= Required work =
Reproduce word for word the part of the entries that opens with their first line and closes with the line containing "280 313 L 280", including both of those lines.

= Records supplied =
◆ ◆ ◆ ◆ ◆ ◆ ◆

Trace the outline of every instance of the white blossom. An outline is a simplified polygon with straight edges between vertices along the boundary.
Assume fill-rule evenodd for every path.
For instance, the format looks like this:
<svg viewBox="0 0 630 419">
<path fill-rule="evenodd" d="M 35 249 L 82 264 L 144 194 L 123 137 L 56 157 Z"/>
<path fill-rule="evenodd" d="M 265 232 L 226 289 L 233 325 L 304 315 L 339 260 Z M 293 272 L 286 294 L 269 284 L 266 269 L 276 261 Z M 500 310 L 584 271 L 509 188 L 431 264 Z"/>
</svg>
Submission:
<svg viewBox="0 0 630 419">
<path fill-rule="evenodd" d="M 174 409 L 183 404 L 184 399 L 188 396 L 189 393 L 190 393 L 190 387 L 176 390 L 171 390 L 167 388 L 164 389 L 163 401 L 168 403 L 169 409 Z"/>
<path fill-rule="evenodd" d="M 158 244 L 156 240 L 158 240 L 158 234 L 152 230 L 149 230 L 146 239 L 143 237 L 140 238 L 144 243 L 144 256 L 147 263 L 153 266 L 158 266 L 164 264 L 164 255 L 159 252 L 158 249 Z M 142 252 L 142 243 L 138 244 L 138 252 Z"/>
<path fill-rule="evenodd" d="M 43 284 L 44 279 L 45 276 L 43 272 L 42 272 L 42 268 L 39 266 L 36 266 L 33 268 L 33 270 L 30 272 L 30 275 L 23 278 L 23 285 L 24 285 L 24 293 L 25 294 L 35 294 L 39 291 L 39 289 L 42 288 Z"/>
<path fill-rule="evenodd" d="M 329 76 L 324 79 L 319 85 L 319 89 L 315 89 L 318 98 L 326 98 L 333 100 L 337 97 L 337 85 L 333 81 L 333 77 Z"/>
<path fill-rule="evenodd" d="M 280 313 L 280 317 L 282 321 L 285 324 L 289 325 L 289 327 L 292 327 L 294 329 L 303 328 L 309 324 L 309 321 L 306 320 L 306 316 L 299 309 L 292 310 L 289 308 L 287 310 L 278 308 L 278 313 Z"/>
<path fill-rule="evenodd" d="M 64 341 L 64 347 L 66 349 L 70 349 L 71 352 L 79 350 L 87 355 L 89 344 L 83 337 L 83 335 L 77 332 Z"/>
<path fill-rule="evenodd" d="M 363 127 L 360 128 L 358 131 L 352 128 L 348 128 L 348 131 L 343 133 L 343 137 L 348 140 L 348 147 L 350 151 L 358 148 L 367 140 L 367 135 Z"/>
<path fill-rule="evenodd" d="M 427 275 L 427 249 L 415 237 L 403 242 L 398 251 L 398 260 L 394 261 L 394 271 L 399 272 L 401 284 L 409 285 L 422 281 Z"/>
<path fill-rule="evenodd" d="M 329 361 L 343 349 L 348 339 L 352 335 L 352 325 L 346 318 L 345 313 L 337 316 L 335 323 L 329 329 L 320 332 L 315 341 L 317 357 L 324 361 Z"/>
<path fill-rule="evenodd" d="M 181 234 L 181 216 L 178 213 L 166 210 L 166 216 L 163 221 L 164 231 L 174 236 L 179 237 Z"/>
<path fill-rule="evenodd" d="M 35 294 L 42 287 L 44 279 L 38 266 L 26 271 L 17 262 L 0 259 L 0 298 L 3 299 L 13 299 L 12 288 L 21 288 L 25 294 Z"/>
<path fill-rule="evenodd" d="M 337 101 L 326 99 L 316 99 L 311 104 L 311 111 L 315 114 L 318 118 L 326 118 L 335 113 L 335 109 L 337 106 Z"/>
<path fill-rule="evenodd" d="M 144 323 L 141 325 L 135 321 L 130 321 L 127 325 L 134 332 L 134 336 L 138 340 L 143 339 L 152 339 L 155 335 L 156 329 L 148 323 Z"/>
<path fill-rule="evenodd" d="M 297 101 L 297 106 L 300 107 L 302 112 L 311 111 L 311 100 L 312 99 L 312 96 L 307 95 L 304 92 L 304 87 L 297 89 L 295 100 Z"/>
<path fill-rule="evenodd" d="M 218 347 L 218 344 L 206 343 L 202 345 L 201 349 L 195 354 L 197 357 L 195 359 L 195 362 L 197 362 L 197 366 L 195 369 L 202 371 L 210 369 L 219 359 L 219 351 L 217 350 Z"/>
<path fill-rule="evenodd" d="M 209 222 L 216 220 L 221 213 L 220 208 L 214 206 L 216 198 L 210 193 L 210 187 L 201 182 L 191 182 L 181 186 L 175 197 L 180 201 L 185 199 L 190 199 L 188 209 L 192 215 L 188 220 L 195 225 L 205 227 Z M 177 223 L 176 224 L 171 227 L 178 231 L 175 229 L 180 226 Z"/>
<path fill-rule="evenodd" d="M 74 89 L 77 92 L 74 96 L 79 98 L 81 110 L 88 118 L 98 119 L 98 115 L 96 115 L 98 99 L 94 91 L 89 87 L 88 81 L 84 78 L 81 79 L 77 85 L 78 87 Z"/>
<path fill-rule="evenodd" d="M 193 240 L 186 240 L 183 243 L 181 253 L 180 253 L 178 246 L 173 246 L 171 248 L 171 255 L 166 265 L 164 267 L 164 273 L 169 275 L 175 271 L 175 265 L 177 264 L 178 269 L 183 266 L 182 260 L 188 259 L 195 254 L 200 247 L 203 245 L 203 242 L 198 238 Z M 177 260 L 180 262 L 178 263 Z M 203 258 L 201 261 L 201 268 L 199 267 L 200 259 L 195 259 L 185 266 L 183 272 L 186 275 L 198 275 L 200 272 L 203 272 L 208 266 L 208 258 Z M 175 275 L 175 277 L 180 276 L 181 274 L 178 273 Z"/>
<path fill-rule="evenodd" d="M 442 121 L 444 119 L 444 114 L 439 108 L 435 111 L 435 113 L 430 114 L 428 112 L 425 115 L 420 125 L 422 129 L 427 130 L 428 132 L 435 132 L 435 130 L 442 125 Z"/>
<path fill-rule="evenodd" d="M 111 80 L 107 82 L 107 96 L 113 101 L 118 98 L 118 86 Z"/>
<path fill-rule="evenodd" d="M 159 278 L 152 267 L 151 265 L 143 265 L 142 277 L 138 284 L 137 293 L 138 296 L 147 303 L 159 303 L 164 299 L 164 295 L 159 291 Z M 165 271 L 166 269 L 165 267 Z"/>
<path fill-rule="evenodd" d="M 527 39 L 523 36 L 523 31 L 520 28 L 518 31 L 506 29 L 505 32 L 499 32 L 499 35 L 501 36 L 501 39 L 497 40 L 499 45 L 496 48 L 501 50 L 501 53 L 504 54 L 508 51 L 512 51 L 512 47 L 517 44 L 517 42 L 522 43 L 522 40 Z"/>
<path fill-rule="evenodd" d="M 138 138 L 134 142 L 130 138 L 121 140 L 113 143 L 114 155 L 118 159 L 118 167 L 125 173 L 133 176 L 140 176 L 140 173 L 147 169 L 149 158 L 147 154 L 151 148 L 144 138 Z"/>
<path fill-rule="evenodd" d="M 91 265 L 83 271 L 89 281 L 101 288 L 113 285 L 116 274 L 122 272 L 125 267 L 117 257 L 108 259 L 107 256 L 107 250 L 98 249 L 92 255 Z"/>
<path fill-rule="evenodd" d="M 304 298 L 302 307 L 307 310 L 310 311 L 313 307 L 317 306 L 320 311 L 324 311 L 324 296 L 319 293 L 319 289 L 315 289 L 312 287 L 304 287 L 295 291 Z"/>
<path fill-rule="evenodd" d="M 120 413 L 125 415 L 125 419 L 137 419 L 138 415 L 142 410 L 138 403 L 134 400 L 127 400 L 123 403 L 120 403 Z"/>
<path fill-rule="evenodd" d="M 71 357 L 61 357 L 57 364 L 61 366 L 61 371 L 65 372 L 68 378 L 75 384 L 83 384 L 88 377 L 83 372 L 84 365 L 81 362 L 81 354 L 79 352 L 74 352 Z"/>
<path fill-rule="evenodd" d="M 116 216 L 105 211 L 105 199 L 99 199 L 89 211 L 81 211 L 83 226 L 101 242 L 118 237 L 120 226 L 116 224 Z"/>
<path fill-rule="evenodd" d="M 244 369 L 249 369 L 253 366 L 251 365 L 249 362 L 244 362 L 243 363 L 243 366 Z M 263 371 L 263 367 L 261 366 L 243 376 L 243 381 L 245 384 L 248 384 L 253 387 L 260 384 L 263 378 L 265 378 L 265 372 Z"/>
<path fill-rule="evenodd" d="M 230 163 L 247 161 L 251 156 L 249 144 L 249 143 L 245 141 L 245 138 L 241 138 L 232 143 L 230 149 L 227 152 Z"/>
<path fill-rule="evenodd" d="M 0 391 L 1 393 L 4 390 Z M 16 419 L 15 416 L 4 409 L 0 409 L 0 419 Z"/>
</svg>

◆ ◆ ◆ ◆ ◆ ◆ ◆

= Task solution =
Trace the outline of every instance of the white blossom. An outline is a simplified polygon with straight edges between vertices along the boundary.
Assume fill-rule evenodd for every path.
For instance, the format looks like this:
<svg viewBox="0 0 630 419">
<path fill-rule="evenodd" d="M 35 249 L 82 264 L 144 194 L 123 137 L 56 157 Z"/>
<path fill-rule="evenodd" d="M 265 232 L 226 289 L 233 325 L 304 315 L 339 260 Z M 293 272 L 286 294 L 269 284 L 266 269 L 276 261 Z M 500 310 L 584 271 L 509 188 L 431 264 Z"/>
</svg>
Submission:
<svg viewBox="0 0 630 419">
<path fill-rule="evenodd" d="M 174 409 L 183 404 L 184 399 L 188 396 L 189 393 L 190 393 L 190 387 L 176 390 L 171 390 L 167 388 L 164 389 L 163 401 L 168 403 L 169 409 Z"/>
<path fill-rule="evenodd" d="M 158 244 L 156 240 L 158 240 L 158 234 L 152 230 L 149 230 L 146 239 L 143 237 L 140 238 L 144 243 L 144 256 L 147 263 L 153 266 L 158 266 L 164 264 L 164 255 L 159 252 L 158 249 Z M 142 252 L 142 243 L 138 244 L 138 252 Z"/>
<path fill-rule="evenodd" d="M 43 284 L 44 279 L 45 276 L 43 272 L 42 272 L 42 268 L 39 266 L 36 266 L 33 268 L 33 270 L 30 272 L 30 275 L 23 278 L 23 285 L 24 285 L 24 293 L 25 294 L 35 294 L 39 291 L 39 289 L 42 288 Z"/>
<path fill-rule="evenodd" d="M 329 76 L 324 79 L 319 85 L 319 89 L 315 89 L 318 98 L 326 98 L 333 100 L 337 97 L 337 85 L 333 81 L 333 77 Z"/>
<path fill-rule="evenodd" d="M 280 313 L 280 317 L 282 321 L 285 324 L 289 325 L 289 327 L 292 327 L 294 329 L 303 328 L 309 324 L 309 321 L 306 320 L 306 316 L 299 309 L 292 310 L 289 308 L 287 310 L 278 308 L 278 313 Z"/>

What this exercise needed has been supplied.